Given task: Switch "auditing" to "reviewing" in the lines from the one containing "locate the tree" through the end of the records, changing nothing else, and give those lines back without the pictures.

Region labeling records
◆ ◆ ◆ ◆ ◆
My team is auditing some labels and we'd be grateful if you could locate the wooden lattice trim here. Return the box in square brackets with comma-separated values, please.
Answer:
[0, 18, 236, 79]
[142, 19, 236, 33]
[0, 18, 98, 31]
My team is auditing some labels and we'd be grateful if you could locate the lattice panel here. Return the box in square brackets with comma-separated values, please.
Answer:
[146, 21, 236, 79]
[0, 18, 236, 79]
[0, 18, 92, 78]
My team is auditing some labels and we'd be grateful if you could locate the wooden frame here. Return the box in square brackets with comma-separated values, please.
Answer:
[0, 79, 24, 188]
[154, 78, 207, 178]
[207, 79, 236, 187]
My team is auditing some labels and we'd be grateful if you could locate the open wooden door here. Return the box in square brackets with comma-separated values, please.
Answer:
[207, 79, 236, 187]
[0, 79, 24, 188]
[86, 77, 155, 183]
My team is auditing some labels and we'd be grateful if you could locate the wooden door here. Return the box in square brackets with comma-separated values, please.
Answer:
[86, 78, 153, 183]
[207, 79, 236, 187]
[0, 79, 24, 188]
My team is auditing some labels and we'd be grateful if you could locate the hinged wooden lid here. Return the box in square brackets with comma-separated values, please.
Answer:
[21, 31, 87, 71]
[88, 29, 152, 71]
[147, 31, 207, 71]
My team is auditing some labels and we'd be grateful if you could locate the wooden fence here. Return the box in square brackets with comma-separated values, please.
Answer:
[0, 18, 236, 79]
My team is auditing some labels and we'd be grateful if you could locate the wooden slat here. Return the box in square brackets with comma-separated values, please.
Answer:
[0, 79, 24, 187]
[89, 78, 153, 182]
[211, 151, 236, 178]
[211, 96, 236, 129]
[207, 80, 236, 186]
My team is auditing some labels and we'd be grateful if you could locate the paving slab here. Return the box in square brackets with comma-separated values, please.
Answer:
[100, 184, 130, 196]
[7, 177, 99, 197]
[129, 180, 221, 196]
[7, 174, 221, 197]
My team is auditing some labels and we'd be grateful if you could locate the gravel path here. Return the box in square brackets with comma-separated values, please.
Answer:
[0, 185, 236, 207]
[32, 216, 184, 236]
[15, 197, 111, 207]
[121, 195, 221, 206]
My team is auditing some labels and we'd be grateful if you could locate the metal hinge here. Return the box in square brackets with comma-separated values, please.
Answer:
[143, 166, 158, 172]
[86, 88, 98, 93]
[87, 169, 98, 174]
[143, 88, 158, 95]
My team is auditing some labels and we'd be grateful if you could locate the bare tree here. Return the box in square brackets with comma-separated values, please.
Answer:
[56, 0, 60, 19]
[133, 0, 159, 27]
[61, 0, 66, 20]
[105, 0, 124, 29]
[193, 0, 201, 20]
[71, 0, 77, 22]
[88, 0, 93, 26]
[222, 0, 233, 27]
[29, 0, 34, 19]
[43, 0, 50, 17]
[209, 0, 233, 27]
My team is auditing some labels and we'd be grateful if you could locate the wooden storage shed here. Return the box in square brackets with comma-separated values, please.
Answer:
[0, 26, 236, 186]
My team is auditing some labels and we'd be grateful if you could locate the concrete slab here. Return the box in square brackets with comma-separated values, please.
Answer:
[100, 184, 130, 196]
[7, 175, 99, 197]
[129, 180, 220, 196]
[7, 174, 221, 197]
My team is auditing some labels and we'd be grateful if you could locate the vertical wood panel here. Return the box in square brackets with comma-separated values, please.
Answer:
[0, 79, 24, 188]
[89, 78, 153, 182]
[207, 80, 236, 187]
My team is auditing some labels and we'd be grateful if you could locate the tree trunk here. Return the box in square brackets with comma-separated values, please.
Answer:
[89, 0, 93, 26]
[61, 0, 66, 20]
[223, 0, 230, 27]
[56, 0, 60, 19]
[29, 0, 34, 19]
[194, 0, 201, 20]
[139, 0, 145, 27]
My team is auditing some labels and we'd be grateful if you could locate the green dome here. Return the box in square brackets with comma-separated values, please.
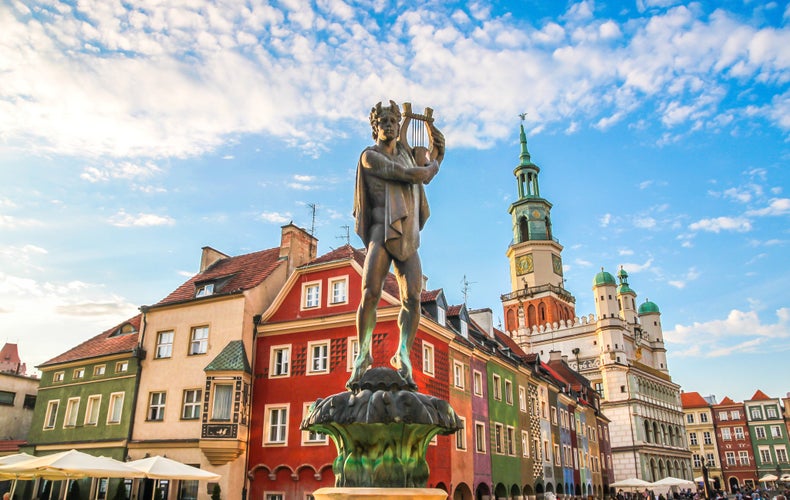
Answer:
◆ ◆ ◆ ◆ ◆
Solution to this exercise:
My team is reviewing some labels and we'd be grateful if you could locate the tree trunk here. Return the box in square brackets with comma-separated values, please.
Answer:
[89, 0, 93, 26]
[61, 0, 66, 20]
[223, 0, 230, 27]
[56, 0, 60, 19]
[29, 0, 34, 19]
[194, 0, 201, 20]
[139, 0, 145, 27]
My team is reviewing some labels and we'd be grateful if you could locate the green dome here. Return the box in square brackets with comma-separated values, please.
Answer:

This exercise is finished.